--- DATA UNDER STUDY ---

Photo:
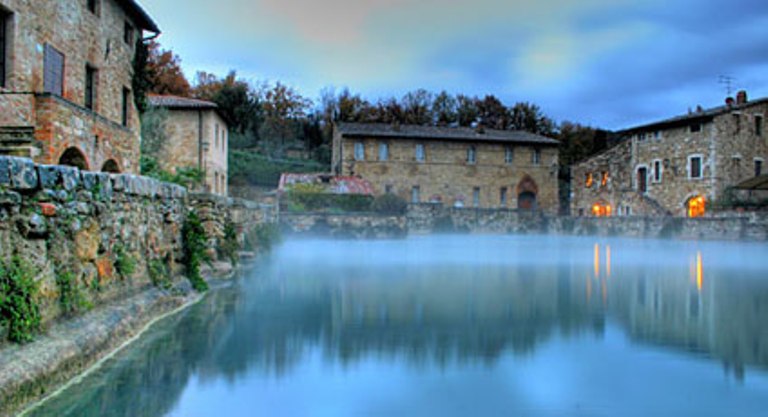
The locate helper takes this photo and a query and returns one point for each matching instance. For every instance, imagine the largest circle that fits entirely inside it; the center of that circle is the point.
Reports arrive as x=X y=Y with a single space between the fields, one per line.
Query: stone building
x=677 y=166
x=460 y=167
x=66 y=70
x=196 y=137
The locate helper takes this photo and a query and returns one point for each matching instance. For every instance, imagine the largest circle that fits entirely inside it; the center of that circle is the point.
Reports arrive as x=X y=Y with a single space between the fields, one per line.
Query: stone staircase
x=18 y=141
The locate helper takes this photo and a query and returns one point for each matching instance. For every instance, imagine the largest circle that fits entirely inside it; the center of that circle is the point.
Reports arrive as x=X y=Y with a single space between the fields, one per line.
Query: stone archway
x=75 y=158
x=111 y=166
x=527 y=191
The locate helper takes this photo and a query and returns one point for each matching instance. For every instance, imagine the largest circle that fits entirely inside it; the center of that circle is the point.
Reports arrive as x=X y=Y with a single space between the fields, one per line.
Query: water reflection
x=441 y=304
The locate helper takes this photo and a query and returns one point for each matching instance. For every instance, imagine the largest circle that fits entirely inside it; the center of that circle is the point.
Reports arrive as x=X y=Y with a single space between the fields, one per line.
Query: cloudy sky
x=608 y=63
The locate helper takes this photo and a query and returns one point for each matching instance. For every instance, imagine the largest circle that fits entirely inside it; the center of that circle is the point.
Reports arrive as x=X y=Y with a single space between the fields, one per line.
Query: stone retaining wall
x=91 y=225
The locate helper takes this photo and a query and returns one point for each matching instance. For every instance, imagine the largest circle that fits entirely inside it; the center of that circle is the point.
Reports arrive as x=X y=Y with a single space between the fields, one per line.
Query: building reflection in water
x=435 y=315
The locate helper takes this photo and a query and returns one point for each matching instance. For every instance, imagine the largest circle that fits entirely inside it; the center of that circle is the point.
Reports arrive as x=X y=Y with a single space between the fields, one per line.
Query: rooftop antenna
x=727 y=81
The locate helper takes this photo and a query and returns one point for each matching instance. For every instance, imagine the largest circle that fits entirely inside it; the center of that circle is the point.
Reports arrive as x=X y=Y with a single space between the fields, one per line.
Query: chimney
x=741 y=97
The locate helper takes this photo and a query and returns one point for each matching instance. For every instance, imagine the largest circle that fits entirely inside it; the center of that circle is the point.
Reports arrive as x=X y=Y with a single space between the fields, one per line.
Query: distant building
x=677 y=166
x=197 y=137
x=66 y=70
x=460 y=167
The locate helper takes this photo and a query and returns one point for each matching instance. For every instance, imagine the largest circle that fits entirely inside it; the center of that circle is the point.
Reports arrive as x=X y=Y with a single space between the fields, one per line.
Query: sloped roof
x=332 y=184
x=176 y=102
x=682 y=120
x=383 y=130
x=139 y=16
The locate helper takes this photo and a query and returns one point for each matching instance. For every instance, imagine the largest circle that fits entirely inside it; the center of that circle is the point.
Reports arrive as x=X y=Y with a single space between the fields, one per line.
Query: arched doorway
x=111 y=167
x=74 y=158
x=527 y=190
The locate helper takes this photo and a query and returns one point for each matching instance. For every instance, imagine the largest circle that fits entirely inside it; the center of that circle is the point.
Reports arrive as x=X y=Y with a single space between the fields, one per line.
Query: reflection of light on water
x=699 y=272
x=597 y=260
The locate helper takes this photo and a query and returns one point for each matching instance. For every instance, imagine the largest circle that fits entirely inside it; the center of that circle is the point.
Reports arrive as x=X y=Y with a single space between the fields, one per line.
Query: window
x=93 y=6
x=4 y=18
x=128 y=33
x=657 y=168
x=53 y=71
x=694 y=167
x=125 y=103
x=509 y=155
x=642 y=179
x=359 y=151
x=420 y=152
x=383 y=151
x=415 y=194
x=90 y=87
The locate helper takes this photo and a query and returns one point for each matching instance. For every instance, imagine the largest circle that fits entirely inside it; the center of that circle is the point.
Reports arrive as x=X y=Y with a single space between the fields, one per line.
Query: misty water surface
x=458 y=326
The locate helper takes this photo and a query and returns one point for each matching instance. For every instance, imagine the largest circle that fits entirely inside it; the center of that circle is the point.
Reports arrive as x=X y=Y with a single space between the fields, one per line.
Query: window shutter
x=53 y=72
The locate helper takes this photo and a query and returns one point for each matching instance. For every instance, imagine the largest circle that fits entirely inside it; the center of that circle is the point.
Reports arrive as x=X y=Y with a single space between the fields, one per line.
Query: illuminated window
x=696 y=206
x=602 y=210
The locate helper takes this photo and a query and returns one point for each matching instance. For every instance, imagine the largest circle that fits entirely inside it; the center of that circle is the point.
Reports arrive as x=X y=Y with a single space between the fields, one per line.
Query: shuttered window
x=126 y=102
x=53 y=74
x=90 y=87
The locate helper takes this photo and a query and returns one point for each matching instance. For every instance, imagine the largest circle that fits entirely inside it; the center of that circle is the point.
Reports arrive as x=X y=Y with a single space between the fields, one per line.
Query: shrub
x=389 y=203
x=71 y=294
x=18 y=300
x=194 y=241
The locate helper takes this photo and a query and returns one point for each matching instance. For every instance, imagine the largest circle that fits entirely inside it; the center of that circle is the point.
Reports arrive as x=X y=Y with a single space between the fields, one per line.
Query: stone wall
x=728 y=142
x=186 y=131
x=64 y=221
x=446 y=176
x=344 y=225
x=85 y=39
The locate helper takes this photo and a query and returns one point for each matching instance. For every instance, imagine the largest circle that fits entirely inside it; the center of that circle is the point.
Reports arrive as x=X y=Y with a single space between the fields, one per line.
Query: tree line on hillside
x=270 y=119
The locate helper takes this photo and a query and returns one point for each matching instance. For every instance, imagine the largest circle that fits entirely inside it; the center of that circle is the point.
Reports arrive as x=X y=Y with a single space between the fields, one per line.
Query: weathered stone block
x=23 y=174
x=50 y=175
x=9 y=198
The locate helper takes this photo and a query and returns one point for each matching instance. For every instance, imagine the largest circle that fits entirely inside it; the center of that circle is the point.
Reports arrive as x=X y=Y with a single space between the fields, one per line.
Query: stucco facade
x=677 y=166
x=455 y=166
x=65 y=94
x=196 y=137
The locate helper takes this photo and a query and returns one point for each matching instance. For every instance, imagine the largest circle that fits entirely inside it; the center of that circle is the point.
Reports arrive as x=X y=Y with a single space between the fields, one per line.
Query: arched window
x=111 y=167
x=74 y=158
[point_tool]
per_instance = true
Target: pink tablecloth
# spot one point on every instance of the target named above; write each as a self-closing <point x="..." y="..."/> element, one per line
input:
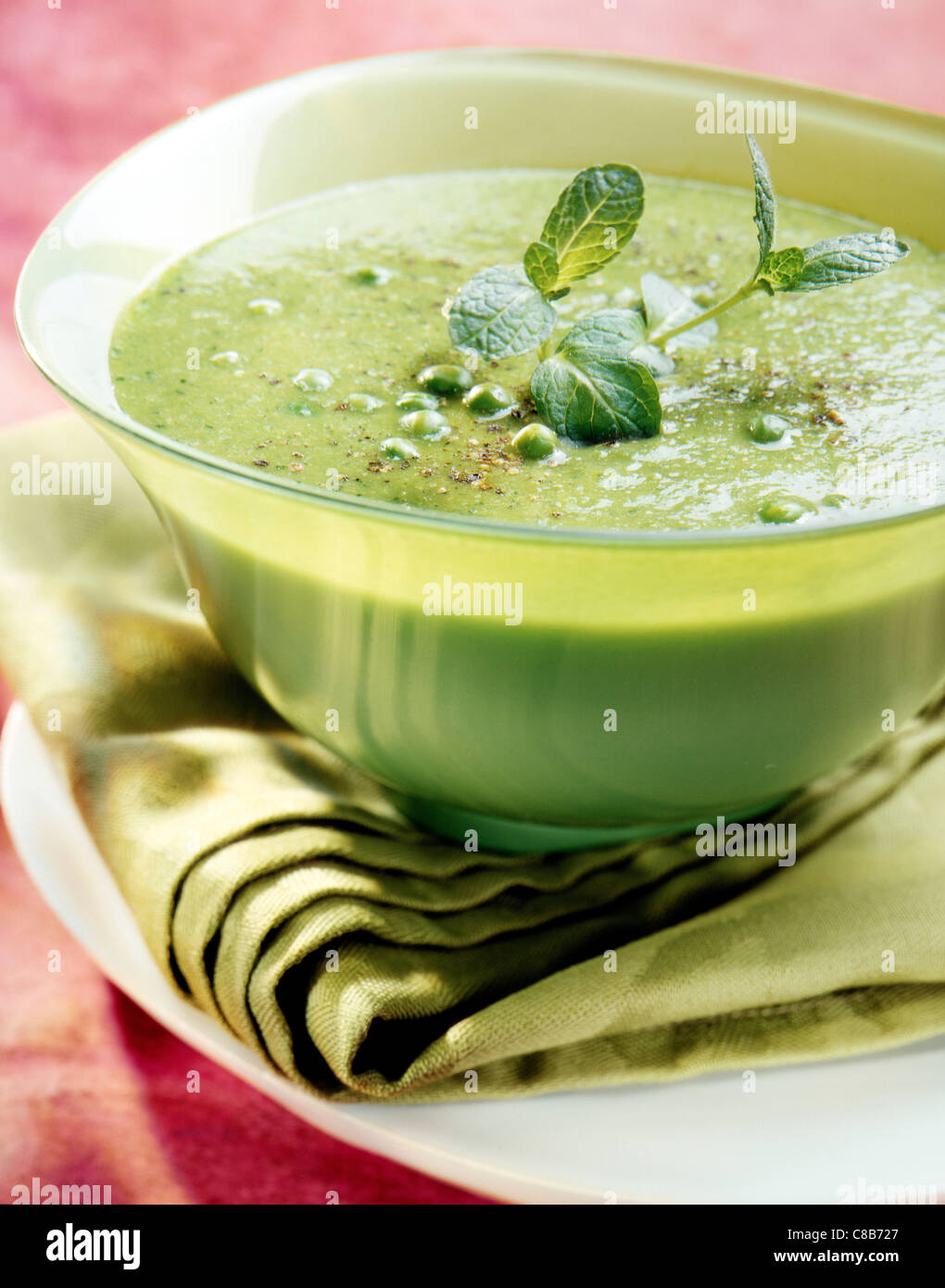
<point x="90" y="1089"/>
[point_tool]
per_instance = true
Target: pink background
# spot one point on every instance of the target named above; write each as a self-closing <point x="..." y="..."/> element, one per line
<point x="90" y="1089"/>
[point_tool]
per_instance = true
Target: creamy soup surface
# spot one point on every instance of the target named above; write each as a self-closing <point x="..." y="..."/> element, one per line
<point x="294" y="347"/>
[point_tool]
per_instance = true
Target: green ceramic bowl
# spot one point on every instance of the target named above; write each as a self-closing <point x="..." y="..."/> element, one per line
<point x="318" y="598"/>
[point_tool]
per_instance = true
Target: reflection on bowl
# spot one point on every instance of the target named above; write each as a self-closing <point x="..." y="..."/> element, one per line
<point x="609" y="684"/>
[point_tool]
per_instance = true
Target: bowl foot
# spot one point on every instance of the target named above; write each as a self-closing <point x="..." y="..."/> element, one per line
<point x="518" y="836"/>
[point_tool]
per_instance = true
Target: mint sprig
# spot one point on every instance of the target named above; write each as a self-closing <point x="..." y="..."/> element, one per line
<point x="592" y="221"/>
<point x="600" y="383"/>
<point x="498" y="312"/>
<point x="832" y="261"/>
<point x="592" y="388"/>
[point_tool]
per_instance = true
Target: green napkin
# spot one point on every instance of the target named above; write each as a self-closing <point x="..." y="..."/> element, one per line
<point x="281" y="891"/>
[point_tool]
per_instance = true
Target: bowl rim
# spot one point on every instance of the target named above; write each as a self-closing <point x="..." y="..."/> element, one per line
<point x="447" y="522"/>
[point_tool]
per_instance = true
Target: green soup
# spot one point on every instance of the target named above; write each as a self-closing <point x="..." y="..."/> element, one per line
<point x="296" y="344"/>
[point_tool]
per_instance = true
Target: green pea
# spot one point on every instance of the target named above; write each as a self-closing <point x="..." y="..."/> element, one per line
<point x="398" y="448"/>
<point x="488" y="399"/>
<point x="311" y="379"/>
<point x="535" y="442"/>
<point x="415" y="400"/>
<point x="767" y="429"/>
<point x="362" y="402"/>
<point x="445" y="379"/>
<point x="425" y="424"/>
<point x="373" y="276"/>
<point x="786" y="509"/>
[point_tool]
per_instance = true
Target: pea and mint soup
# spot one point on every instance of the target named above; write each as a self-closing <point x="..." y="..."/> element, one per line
<point x="363" y="342"/>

---

EXERCISE PROMPT:
Report how many lines in the data include the word "green", and give nothing but the count.

ANSWER SECTION:
4